SHORT TASK | Render every line of the records below as a JSON list of strings, one string per line, with blank lines left out.

SUPPLIED INFORMATION |
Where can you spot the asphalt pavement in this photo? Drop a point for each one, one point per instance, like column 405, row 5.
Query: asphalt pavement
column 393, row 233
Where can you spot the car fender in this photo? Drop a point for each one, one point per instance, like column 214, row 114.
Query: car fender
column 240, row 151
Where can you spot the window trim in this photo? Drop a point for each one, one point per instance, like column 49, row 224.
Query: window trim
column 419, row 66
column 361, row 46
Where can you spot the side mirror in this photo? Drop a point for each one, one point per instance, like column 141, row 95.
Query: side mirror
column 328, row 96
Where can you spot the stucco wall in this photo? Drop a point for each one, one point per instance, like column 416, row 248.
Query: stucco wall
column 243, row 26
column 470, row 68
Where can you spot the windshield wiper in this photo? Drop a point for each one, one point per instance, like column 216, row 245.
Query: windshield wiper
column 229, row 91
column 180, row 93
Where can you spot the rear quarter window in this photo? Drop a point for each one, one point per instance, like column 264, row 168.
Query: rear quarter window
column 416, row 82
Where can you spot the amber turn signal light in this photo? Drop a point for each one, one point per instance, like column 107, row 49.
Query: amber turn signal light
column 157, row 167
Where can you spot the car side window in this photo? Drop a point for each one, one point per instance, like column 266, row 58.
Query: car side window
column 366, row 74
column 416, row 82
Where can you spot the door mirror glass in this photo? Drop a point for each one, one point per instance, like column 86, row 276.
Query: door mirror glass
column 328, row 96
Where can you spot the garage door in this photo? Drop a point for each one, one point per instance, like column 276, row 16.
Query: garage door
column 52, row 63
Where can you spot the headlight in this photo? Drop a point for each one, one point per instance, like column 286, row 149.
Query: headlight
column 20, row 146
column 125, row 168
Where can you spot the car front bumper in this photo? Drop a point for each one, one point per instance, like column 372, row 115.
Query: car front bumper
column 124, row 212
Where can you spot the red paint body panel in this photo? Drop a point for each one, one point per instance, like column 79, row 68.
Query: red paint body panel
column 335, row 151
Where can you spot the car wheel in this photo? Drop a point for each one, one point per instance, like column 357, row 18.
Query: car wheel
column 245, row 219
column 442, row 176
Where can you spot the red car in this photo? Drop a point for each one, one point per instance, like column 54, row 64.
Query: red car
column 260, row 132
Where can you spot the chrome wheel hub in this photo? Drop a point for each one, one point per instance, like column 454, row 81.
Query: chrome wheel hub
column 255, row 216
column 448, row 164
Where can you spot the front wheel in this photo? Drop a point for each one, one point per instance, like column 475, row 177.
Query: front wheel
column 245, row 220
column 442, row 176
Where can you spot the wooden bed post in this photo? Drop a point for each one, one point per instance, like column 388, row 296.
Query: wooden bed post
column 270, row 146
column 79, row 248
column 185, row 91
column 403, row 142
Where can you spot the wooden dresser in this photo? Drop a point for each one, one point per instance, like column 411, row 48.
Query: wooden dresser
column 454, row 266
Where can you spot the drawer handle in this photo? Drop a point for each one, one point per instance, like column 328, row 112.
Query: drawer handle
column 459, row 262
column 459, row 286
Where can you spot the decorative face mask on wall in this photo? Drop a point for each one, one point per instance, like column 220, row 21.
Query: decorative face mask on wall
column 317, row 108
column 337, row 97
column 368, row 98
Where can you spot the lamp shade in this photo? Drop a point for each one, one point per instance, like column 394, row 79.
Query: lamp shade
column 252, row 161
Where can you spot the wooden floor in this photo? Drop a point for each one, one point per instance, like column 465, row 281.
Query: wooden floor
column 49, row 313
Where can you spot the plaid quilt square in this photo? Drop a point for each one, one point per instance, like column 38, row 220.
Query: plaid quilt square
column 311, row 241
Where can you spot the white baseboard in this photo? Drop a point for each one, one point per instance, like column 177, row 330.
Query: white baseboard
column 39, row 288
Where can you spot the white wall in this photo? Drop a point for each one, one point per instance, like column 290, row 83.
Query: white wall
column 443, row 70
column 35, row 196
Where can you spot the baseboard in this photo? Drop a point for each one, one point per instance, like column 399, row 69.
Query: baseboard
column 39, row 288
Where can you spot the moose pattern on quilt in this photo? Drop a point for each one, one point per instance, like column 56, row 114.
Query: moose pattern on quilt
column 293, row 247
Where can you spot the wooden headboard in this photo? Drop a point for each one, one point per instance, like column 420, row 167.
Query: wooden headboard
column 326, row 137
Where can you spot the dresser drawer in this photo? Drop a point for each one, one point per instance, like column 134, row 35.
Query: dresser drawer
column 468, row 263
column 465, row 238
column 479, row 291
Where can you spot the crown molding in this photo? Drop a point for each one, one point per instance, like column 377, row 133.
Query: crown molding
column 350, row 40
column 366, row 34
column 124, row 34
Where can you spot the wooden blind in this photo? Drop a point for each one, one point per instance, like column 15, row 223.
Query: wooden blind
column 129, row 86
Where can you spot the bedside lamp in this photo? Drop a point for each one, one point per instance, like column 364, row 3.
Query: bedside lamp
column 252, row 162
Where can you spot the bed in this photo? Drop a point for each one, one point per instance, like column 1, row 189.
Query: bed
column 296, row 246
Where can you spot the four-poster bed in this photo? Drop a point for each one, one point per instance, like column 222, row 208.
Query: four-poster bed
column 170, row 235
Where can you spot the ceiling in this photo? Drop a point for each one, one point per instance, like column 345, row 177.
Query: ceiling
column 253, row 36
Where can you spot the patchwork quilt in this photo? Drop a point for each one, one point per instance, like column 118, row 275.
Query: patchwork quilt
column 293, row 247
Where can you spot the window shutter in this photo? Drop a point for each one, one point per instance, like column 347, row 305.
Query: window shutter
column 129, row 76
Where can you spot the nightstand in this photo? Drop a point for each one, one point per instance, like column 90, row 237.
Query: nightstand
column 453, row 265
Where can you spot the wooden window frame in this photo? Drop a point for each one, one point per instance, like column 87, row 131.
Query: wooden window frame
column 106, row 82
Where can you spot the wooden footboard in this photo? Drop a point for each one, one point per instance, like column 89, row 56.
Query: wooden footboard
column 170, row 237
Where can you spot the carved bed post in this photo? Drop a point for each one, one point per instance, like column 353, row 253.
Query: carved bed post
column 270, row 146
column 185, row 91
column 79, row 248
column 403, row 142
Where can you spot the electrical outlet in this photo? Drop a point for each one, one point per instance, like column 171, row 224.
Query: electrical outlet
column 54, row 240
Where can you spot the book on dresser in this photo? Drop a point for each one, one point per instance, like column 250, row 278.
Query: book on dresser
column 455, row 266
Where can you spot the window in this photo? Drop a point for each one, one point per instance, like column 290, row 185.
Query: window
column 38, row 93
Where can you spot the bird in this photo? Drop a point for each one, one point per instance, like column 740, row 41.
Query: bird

EXERCISE RESPONSE |
[
  "Where can you spot the asphalt pavement in this photo? Drop a point for each one, one point per instance, like column 405, row 5.",
  "Query: asphalt pavement",
  "column 393, row 233",
  "Where can you spot the car fender in this photo? Drop a point for each one, one point per instance, like column 214, row 114.",
  "Query: car fender",
  "column 240, row 151",
  "Where can you spot the window trim in this photo? Drop a point for each one, one point per instance, like column 49, row 224.",
  "Query: window trim",
  "column 419, row 66",
  "column 361, row 46",
  "Where can you spot the side mirror in this photo? Drop a point for each one, one point per instance, like column 141, row 95.",
  "Query: side mirror",
  "column 328, row 96",
  "Where can you spot the stucco wall in this photo? Drop a point for each one, one point per instance, like column 416, row 248.",
  "Query: stucco wall",
  "column 243, row 26",
  "column 470, row 68",
  "Where can you spot the windshield wiper in this photo? Drop a point for each one, one point per instance, like column 216, row 245.",
  "Query: windshield wiper",
  "column 229, row 91",
  "column 180, row 93",
  "Where can you spot the rear quarter window in this photo? Drop a point for each one, one point per instance, like column 264, row 168.",
  "Query: rear quarter window",
  "column 416, row 82",
  "Where can you spot the amber turn signal light in this photo? Drop a point for each one, one point per instance, like column 107, row 49.",
  "Query: amber turn signal light",
  "column 157, row 167",
  "Where can you spot the car side window in this photo? Drop a point for each one, one point per instance, like column 266, row 58.",
  "Query: car side window",
  "column 366, row 74",
  "column 416, row 82",
  "Where can you spot the door mirror glass in this photo? Drop a point for each one, one point per instance, like column 86, row 276.",
  "Query: door mirror glass",
  "column 328, row 96",
  "Where can you spot the garage door in this photo? Drop a point for each one, one point per instance, like column 276, row 16.",
  "Query: garage door",
  "column 52, row 63",
  "Where can you spot the headlight in this photo? Drop a point for each one, one point per instance, like column 286, row 149.",
  "Query: headlight",
  "column 20, row 146",
  "column 125, row 168",
  "Where can you spot the car front bumper in this photo? Drop a point for each one, one point per instance, like column 372, row 115.",
  "Query: car front bumper",
  "column 124, row 212",
  "Where can you spot the red paint body panel in this photo? Drop a point for each one, one point per instance, like column 79, row 68.",
  "Query: red paint body panel",
  "column 335, row 151",
  "Where can you spot the car wheel in this photo? Drop a point for each one, one point per instance, like column 357, row 18.",
  "Query: car wheel",
  "column 245, row 219",
  "column 442, row 176",
  "Where can you spot the red car in this photo? Drop a point for each one, one point per instance, like column 54, row 64.",
  "Query: red car",
  "column 260, row 132",
  "Where can you spot the chrome wheel hub in this photo? Drop a point for each one, one point per instance, like column 454, row 81.",
  "Query: chrome wheel hub",
  "column 255, row 216",
  "column 448, row 164",
  "Where can you spot the front wheel in this photo? Drop a point for each one, one point per instance, like column 475, row 177.",
  "Query: front wheel",
  "column 245, row 220",
  "column 442, row 176",
  "Where can you spot the wooden bed post in this photo? Drop a point for each one, one point per instance, like column 388, row 296.",
  "Query: wooden bed post",
  "column 270, row 146",
  "column 79, row 248",
  "column 185, row 91",
  "column 403, row 142",
  "Where can you spot the wooden dresser in this photo? Drop a point for each one, one point per instance, like column 411, row 48.",
  "Query: wooden dresser",
  "column 454, row 266",
  "Where can you spot the drawer handle in this photo? Drop a point for each one, one point per instance, like column 328, row 112.",
  "Query: drawer handle",
  "column 459, row 262",
  "column 459, row 286",
  "Where can you spot the decorative face mask on wall in this photo? Drop a point for each one, one point per instance, like column 220, row 21.",
  "Query: decorative face mask on wall",
  "column 317, row 108",
  "column 337, row 97",
  "column 368, row 98",
  "Where can you spot the lamp shade in this photo? Drop a point for each one, one point per instance, like column 394, row 79.",
  "Query: lamp shade",
  "column 252, row 161",
  "Where can you spot the wooden floor in this photo? Drop a point for each one, one point per instance, like column 465, row 281.",
  "Query: wooden floor",
  "column 49, row 313",
  "Where can you spot the plaid quilt square in this photo? Drop a point for each one, one point per instance, like column 38, row 220.",
  "Query: plaid quilt square",
  "column 311, row 241",
  "Where can you spot the white baseboard in this photo? Drop a point for each one, one point per instance, like column 177, row 330.",
  "Query: white baseboard",
  "column 39, row 288",
  "Where can you spot the white wall in this photo? Drop a point for each one, one point per instance, like column 290, row 83.",
  "Query: white wall",
  "column 443, row 70",
  "column 35, row 196",
  "Where can you spot the baseboard in this photo? Drop a point for each one, one point per instance, like column 399, row 69.",
  "Query: baseboard",
  "column 39, row 288",
  "Where can you spot the moose pattern on quilt in this photo? Drop a point for each one, one point per instance, like column 56, row 114.",
  "Query: moose pattern on quilt",
  "column 293, row 247",
  "Where can you spot the wooden headboard in this photo? Drop a point for each one, one point per instance, like column 420, row 167.",
  "Query: wooden headboard",
  "column 326, row 137",
  "Where can you spot the dresser drawer in this photo? Drop a point for each one, one point per instance, like column 134, row 35.",
  "Query: dresser drawer",
  "column 468, row 263",
  "column 465, row 238",
  "column 479, row 291",
  "Where can you spot the crown molding in this photo? Drop a point for each one, one point per instance, like column 377, row 133.",
  "Query: crown molding",
  "column 350, row 40",
  "column 366, row 34",
  "column 124, row 34",
  "Where can you spot the wooden blind in this photo? Drop a point for each one, one point per instance, like column 15, row 223.",
  "Query: wooden blind",
  "column 129, row 86",
  "Where can you spot the bedside lamp in this photo? Drop a point for each one, one point per instance, like column 364, row 3.",
  "Query: bedside lamp",
  "column 252, row 162",
  "Where can you spot the bed in this photo? Drop a point for each one, one point per instance, like column 1, row 189.",
  "Query: bed",
  "column 296, row 246",
  "Where can you spot the four-poster bed in this photo? Drop a point for each one, one point per instance, like column 222, row 208.",
  "Query: four-poster bed",
  "column 170, row 235",
  "Where can you spot the ceiling in this photo? Drop a point for each one, one point per instance, like column 345, row 177.",
  "Query: ceiling",
  "column 253, row 36",
  "Where can you spot the patchwork quilt in this photo? Drop a point for each one, one point per instance, like column 118, row 275.",
  "Query: patchwork quilt",
  "column 293, row 247",
  "Where can you spot the window shutter in this photo? Drop a point for each one, one point per instance, like column 347, row 305.",
  "Query: window shutter",
  "column 129, row 76",
  "Where can you spot the nightstand in this photo? Drop a point for each one, one point per instance, like column 90, row 237.",
  "Query: nightstand",
  "column 453, row 265",
  "Where can you spot the wooden window frame in this photo? Drop a point for each one, one point per instance, like column 87, row 131.",
  "Query: wooden window frame",
  "column 106, row 82",
  "Where can you spot the wooden footboard in this photo? Drop a point for each one, one point per instance, like column 89, row 56.",
  "Query: wooden footboard",
  "column 170, row 237",
  "Where can you spot the carved bed post in this photo? Drop a point for each one, one point per instance, like column 353, row 253.",
  "Query: carved bed post",
  "column 270, row 146",
  "column 185, row 91",
  "column 79, row 248",
  "column 403, row 142",
  "Where can you spot the electrical outlet in this photo? Drop a point for each one, one point per instance, like column 171, row 224.",
  "Query: electrical outlet",
  "column 54, row 240",
  "Where can you spot the book on dresser in this photo? Drop a point for each one, one point per instance, like column 250, row 278.",
  "Query: book on dresser",
  "column 455, row 266",
  "Where can you spot the window in this photo? Drop a point for each one, one point per instance, like column 290, row 185.",
  "Query: window",
  "column 38, row 93",
  "Where can you spot the bird in this photo? Drop a point for each one, one point per instance, like column 740, row 41.",
  "Query: bird"
]